(Dataset entries)
______

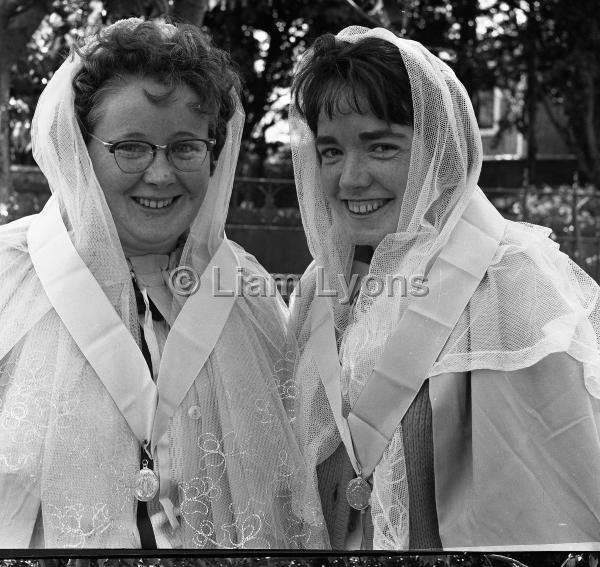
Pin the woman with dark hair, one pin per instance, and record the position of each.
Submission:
(141, 404)
(449, 365)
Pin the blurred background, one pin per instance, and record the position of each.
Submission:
(532, 68)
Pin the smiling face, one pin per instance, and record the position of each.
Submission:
(152, 209)
(364, 170)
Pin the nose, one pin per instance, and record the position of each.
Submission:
(355, 173)
(161, 171)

______

**Work to be completed:** Repeat each entry above word for word, leaving every picture out.

**Your solution:**
Pin the woman with dark hair, one pin per instance, and record the position of each.
Submission:
(141, 404)
(449, 365)
Pin the blurred background, one pin per instance, and record the position of each.
Submission:
(532, 68)
Pin the smiling face, one pin per instance, and record the position of each.
Submission:
(152, 209)
(364, 170)
Pin the nose, one pin per instance, and record the position of each.
Submission:
(355, 173)
(161, 171)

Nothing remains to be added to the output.